_Given problem_
Please check the passage about the caricature museum below and give the year Dosh created Srulik.

_Source_
:::

Return to Aharonowitz and turn left, driving north. At the light, the street becomes Weizmann. The Israeli Museum of Caricature and Comics will be at No. 61. Its modest home is on the second floor of a former school, but there is nothing modest about the talent on display. One of the permanent exhibits presents a history of caricature, from the walls of Pompeii to the sketches of Leonardo da Vinci to modern newspapers and television.
The other permanent exhibit highlights the work of six pioneering cartoonists in Israel, including two Hungarian-born Holocaust survivors who were close friends, whose work appeared in Israeli dailies for decades: Dosh (Kariel Gardosh, 1921-2000) and his gentle colleague, Ze’ev (Ze’ev Yaacov Farkas, 1923-2002), who saw his work as journalism rather than as art or entertainment. In 1956, Dosh created Srulik, the Zionist pioneer who in his short pants and kova tembel (brimless cap) represented Israel and was an antithesis to anti-Semitic depictions of the Jew.
Ze’ev’s own favorite cartoon, following the assassination of John F. Kennedy, compressed the cold war and the balance of power in a few deft lines and was reprinted in Time magazine.

:::

_Data supplied_
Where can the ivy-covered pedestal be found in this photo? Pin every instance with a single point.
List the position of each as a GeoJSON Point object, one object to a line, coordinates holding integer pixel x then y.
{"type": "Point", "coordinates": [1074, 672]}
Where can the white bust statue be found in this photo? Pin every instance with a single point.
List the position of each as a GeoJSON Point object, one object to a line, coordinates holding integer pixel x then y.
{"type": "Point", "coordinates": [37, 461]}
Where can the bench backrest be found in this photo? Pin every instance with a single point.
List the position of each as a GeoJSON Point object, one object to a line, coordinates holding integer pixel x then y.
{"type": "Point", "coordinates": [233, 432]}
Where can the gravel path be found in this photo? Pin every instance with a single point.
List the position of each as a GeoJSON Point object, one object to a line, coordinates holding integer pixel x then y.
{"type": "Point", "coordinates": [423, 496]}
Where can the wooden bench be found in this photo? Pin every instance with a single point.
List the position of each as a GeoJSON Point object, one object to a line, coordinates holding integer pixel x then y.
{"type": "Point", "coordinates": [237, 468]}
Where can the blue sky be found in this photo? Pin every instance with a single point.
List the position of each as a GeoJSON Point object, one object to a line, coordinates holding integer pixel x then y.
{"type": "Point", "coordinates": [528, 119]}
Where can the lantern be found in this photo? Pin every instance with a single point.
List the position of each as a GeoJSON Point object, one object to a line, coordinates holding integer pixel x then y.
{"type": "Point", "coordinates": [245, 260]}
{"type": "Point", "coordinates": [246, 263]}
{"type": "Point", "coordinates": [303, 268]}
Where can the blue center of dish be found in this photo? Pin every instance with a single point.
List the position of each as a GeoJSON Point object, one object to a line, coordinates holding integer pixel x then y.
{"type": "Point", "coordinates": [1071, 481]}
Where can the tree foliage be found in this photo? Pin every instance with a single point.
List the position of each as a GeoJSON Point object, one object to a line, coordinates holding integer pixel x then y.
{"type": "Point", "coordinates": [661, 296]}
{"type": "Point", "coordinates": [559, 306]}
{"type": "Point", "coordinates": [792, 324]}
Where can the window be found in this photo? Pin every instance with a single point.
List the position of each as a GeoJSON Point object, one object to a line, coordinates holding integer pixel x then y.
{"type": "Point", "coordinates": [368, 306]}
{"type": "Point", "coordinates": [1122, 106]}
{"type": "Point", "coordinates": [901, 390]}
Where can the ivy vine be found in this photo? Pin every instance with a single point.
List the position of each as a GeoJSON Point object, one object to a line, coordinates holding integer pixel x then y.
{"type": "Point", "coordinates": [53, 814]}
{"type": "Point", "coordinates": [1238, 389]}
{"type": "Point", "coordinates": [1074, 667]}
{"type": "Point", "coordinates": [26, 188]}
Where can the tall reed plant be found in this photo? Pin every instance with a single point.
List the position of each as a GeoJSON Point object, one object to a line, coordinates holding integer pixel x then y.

:::

_Solution to the exercise_
1956